WRITTEN INSTRUCTION. Output the material below as a JSON list of strings, one string per line with blank lines omitted, from its first line up to and including the line containing "[60,118,410,168]". Leave the pictures out of your answer.

BEGIN

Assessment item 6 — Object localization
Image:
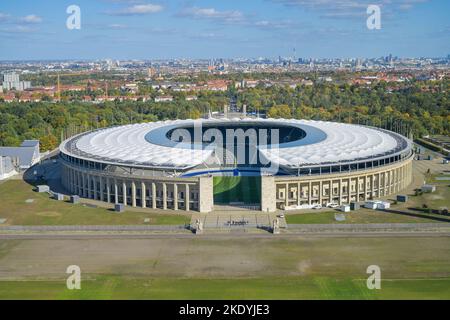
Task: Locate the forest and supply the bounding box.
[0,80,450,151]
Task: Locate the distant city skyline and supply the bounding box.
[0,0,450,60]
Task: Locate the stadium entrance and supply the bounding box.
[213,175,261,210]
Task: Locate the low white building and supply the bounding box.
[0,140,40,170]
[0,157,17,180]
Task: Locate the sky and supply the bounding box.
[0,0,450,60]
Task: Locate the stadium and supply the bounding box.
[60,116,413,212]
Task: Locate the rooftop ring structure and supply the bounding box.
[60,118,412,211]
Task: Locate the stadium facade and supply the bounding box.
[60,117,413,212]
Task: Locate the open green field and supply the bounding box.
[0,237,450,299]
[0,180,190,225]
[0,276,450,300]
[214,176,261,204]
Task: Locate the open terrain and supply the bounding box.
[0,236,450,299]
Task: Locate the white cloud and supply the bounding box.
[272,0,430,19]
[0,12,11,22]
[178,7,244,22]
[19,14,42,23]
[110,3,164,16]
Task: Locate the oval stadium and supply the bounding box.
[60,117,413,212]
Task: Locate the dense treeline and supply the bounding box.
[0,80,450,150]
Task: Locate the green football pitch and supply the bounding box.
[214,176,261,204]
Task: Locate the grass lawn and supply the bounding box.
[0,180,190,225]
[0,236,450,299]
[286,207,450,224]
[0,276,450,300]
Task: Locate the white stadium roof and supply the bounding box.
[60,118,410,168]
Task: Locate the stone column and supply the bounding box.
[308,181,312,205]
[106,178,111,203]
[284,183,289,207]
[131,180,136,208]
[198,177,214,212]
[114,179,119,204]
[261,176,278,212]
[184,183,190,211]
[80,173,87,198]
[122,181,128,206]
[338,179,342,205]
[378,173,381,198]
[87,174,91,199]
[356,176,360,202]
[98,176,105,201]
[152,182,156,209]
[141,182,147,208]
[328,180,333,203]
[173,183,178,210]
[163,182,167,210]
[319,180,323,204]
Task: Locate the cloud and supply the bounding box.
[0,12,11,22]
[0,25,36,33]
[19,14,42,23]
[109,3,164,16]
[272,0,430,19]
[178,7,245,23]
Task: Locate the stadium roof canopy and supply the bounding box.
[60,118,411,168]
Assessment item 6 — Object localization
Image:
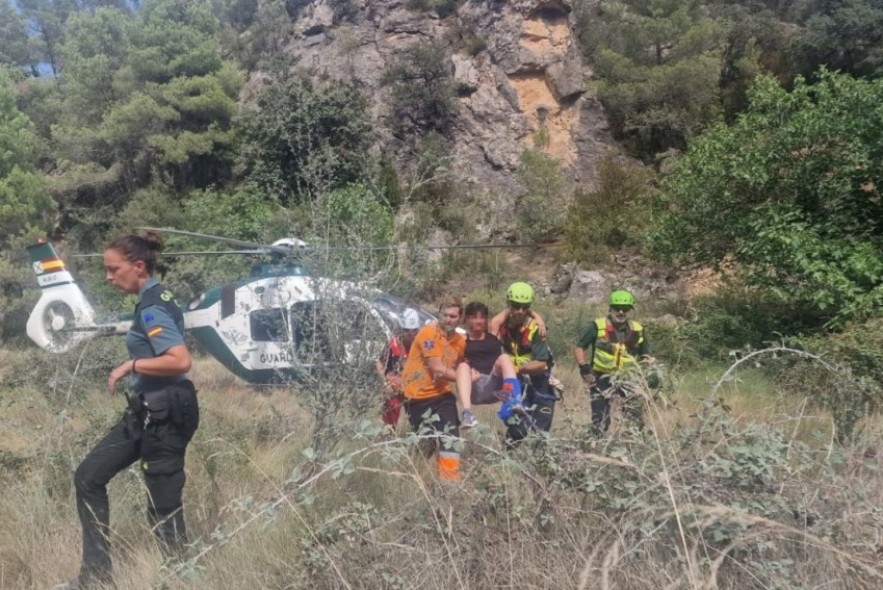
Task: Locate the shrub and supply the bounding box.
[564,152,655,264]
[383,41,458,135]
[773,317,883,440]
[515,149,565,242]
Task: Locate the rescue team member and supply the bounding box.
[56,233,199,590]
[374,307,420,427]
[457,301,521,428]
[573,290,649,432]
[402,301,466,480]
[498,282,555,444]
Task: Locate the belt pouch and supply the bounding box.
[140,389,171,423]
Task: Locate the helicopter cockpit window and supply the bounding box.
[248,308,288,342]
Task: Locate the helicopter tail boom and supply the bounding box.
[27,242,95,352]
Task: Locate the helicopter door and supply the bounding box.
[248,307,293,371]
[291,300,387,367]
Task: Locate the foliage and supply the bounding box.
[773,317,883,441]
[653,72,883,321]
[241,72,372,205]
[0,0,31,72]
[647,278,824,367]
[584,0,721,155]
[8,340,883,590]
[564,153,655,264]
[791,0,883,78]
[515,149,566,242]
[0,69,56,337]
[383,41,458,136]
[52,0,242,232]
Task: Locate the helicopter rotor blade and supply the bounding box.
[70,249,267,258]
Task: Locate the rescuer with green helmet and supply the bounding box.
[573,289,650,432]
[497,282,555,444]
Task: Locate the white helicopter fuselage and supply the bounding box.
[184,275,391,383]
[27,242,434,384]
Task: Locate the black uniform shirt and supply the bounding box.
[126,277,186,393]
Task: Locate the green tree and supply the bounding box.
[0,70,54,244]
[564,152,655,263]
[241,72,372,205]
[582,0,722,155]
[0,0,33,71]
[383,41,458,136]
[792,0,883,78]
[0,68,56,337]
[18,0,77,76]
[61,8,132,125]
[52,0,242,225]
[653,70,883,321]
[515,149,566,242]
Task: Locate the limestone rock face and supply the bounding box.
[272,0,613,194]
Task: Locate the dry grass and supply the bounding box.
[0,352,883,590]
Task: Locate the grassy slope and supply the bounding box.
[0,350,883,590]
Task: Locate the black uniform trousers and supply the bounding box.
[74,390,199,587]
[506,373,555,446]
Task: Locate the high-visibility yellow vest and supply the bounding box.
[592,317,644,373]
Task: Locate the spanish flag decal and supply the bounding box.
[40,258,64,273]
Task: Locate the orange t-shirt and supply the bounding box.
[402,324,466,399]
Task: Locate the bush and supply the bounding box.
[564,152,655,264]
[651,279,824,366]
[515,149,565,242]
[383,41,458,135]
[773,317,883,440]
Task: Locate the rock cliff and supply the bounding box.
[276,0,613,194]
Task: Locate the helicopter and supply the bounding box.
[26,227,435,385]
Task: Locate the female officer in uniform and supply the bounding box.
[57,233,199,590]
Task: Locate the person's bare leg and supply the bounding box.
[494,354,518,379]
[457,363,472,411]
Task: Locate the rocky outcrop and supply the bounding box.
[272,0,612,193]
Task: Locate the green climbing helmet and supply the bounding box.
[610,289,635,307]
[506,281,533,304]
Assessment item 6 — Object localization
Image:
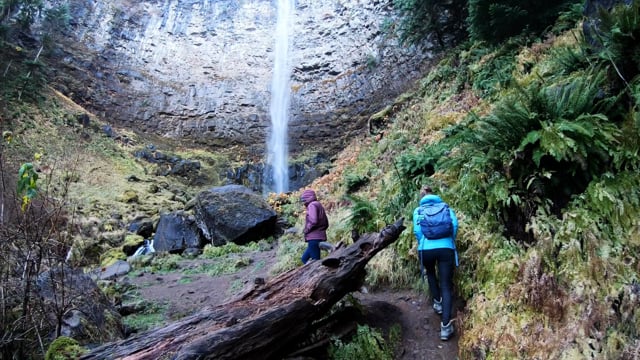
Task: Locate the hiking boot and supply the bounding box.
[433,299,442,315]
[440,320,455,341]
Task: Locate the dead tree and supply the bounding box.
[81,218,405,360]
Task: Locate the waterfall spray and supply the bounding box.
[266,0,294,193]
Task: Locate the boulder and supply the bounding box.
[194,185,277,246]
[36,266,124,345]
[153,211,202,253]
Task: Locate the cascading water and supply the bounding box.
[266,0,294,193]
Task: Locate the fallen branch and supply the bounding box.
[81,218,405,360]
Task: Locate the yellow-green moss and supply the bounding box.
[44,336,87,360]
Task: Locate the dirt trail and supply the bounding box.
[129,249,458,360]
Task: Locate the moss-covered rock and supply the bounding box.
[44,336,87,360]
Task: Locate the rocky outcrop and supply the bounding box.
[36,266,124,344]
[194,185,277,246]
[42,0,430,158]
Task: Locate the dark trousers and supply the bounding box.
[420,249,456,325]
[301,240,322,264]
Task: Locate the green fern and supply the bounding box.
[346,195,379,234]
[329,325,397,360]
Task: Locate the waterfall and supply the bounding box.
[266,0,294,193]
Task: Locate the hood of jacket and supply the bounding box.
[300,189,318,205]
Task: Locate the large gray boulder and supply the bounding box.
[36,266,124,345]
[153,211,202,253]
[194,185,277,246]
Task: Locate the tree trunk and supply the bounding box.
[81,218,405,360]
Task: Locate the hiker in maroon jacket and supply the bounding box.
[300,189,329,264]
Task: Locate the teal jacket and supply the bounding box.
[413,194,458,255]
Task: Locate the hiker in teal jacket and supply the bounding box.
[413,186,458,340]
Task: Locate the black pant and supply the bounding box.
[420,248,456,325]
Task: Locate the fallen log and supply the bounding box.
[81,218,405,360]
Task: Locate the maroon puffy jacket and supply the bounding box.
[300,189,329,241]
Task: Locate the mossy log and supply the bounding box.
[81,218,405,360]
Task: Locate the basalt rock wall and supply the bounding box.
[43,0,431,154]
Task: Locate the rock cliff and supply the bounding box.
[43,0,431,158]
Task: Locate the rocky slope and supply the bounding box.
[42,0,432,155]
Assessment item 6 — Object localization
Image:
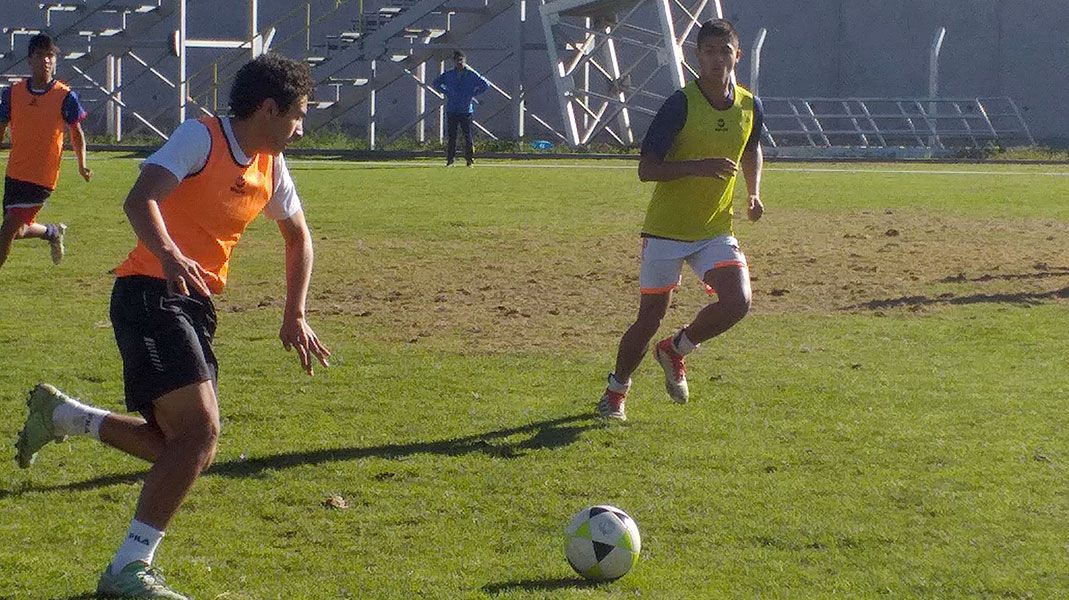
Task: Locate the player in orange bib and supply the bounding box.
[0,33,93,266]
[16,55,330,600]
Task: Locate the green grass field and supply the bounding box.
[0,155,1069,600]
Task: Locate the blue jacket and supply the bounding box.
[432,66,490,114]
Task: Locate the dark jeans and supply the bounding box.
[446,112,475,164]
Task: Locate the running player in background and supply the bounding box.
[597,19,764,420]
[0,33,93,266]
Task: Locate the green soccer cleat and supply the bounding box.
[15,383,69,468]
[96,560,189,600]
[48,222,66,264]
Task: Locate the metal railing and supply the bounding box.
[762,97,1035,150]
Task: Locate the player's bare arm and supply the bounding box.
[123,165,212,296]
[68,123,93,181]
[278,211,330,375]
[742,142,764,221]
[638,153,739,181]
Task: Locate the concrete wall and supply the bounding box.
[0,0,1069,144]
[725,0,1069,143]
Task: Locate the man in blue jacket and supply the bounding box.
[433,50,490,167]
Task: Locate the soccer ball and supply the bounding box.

END

FINAL RESULT.
[
  "Assessment item 6 — Object localization",
  "Image:",
  "Task: Locate the forest and supply the bounding box.",
  "[0,80,450,151]",
  "Task: Locate the distant city skyline and supply the bounding box.",
  "[0,0,450,60]",
  "Task: Locate the stadium entrance and supply the bounding box.",
  "[213,175,261,210]",
  "Task: Locate the low white building and supply the bounding box.",
  "[0,140,40,170]",
  "[0,157,17,180]",
  "Task: Locate the sky and supply the bounding box.",
  "[0,0,450,60]",
  "Task: Locate the stadium and supply the bounding box.",
  "[60,116,413,212]",
  "Task: Locate the rooftop ring structure and supply the bounding box.",
  "[60,118,412,211]",
  "Task: Locate the stadium facade and supply the bounding box.",
  "[60,117,413,212]",
  "Task: Locate the open green field and supply the bounding box.",
  "[0,237,450,299]",
  "[0,180,190,225]",
  "[0,276,450,300]",
  "[214,176,261,204]",
  "Task: Locate the open terrain and supply the bounding box.",
  "[0,236,450,299]",
  "Task: Locate the white cloud and supply the bounding box.",
  "[272,0,430,19]",
  "[0,12,11,22]",
  "[178,7,244,22]",
  "[19,14,42,23]",
  "[110,3,164,16]",
  "Task: Locate the oval stadium and supply the bounding box.",
  "[60,117,413,212]",
  "Task: Locate the dense treeline and supply the bounding box.",
  "[0,80,450,150]",
  "Task: Locate the green football pitch and supply the bounding box.",
  "[214,176,261,204]",
  "Task: Locate the grass lawn and supply the bounding box.",
  "[0,180,190,225]",
  "[0,236,450,299]",
  "[286,207,450,224]",
  "[0,276,450,300]",
  "Task: Locate the white stadium roof and supply the bounding box.",
  "[60,118,410,168]"
]